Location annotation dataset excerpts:
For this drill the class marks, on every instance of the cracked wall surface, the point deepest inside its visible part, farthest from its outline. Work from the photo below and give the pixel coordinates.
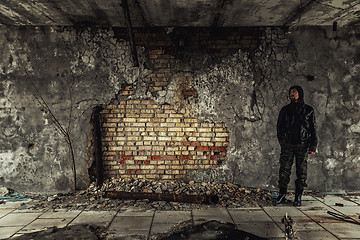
(202, 74)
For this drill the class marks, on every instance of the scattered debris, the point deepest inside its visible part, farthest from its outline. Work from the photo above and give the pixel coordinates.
(80, 232)
(212, 199)
(94, 198)
(208, 230)
(289, 224)
(343, 217)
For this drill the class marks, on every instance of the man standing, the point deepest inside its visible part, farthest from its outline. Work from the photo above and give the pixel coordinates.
(296, 133)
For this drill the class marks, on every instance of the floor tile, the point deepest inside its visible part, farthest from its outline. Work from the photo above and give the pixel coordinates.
(15, 205)
(126, 227)
(99, 218)
(131, 224)
(18, 219)
(43, 224)
(171, 216)
(321, 216)
(5, 211)
(343, 230)
(60, 213)
(157, 228)
(349, 210)
(132, 212)
(262, 229)
(241, 216)
(315, 235)
(331, 200)
(280, 211)
(217, 213)
(6, 232)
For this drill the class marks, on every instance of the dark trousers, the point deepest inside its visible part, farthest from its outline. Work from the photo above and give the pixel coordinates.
(288, 153)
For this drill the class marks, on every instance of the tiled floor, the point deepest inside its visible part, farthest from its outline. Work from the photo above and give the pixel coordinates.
(311, 220)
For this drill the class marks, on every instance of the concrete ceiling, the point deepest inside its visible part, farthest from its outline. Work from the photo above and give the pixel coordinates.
(186, 13)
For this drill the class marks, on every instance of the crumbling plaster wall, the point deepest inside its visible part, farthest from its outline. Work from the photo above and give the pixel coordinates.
(76, 70)
(73, 70)
(247, 91)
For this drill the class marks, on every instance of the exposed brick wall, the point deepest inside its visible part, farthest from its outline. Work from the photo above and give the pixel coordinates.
(144, 140)
(165, 47)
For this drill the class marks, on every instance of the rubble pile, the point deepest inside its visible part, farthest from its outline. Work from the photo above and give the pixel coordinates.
(93, 198)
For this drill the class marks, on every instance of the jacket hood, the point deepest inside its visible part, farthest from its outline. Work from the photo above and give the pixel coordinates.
(300, 91)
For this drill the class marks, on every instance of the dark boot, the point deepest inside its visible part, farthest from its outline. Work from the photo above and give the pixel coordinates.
(282, 196)
(297, 200)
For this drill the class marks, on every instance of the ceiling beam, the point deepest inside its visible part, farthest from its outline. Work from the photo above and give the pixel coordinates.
(298, 12)
(131, 34)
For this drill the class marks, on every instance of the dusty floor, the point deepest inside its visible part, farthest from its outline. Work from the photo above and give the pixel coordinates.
(242, 213)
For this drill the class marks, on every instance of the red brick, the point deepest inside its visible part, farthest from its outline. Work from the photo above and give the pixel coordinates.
(202, 148)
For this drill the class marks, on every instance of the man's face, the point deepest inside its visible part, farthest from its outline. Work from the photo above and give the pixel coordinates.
(294, 95)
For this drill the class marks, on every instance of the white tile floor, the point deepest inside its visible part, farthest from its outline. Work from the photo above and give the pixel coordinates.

**Work to be completed**
Rewrite all of the items above with every "pixel coordinates" replaced by "image coordinates" and nothing else changed. Leave the pictures out of your answer.

**The answer**
For this drill the class marks, on every instance of the cracked wall surface, the point deepest inside its visible part, farthest from its outline. Work from the photo below and give the image coordinates.
(202, 74)
For this drill the class marks, on every instance of the scattered debris, the point deepest inside its visible part, farthest from its outline. Work from the photo above and give the image coordinates.
(80, 232)
(212, 199)
(94, 198)
(208, 230)
(289, 224)
(343, 217)
For this drill the class marks, on every instance of the man standing, the point deepest inside its visible part, farthest from its outline. Work from the photo above and give the image coordinates.
(296, 133)
For this drill the class marks, on every instance of the floor tile, the point deepest inside its visible part, farthest from its outline. Work from the photo above and give the image coordinates.
(15, 205)
(126, 227)
(99, 218)
(131, 224)
(18, 219)
(43, 224)
(171, 216)
(321, 216)
(5, 211)
(343, 230)
(60, 213)
(157, 228)
(349, 210)
(132, 212)
(262, 229)
(241, 216)
(315, 235)
(331, 200)
(280, 211)
(217, 213)
(6, 232)
For this drill the class marks, on every instance of the dark trousers, the point deepest inside its visible part, farthest from its outline. Work from the photo above and give the image coordinates.
(288, 153)
For this drill the class marks, on every instance of the tiled floor, the point deepest inside its visible part, farthest from its outline. Work from the photo above and give the image coordinates.
(311, 220)
For this drill the class marks, on every instance of the concrete ceiling, the point deepest inside its visible part, farthest from its outline. Work from the photo above and give the image coordinates.
(186, 13)
For this drill the class marks, on every instance of the crumbling plaster wall, the point deepest inside its visible part, farthest from its outline. Work from the photo above and give the image coordinates.
(76, 70)
(73, 70)
(247, 91)
For this drill the class marks, on every instance of the exposed brick wall, the point deepest inside its visible part, farthest from its outline. Work from the photo above and give the image coordinates.
(144, 140)
(165, 47)
For this drill the class marks, on every instance of the rubble pile, the point deepest inside its visible part, farthest from its outline. Work from the photo above and give the image coordinates.
(93, 198)
For this drill the class marks, on every instance of the jacket hood, the point deepest inside its visible part, farthest from its outline. Work from the photo above and give the image coordinates.
(300, 91)
For this drill the class marks, on every instance of the dark boot, the point deepest inside its visible part, farthest from its outline. Work from the photo above and give the image coordinates.
(282, 196)
(297, 200)
For this drill the class marks, on every instance of the ceiling beam, the point deepest inside its visible part, farthest from its outline. Work from the photo above and give the image coordinates.
(298, 12)
(131, 34)
For this drill the class marks, on every instance of the dusty floor, the point deepest inside its visible part, farthest from its outline. Work from the photo above and give the image coordinates.
(242, 213)
For this drill the class marks, on every instance of the red brick, the point deepest inside its visible part, farthest from its outline. Work from the photo above and give the image coordinates.
(202, 148)
For this drill the class marks, on every instance of the man's face, the point deepest inside its visible part, farthest from its outline. Work from the photo above and give the image coordinates.
(294, 95)
For this drill the class marks, on every instance of the white tile floor, the point deepest inside its visible part, farthest from its outline. Work from the photo above and give the image coordinates.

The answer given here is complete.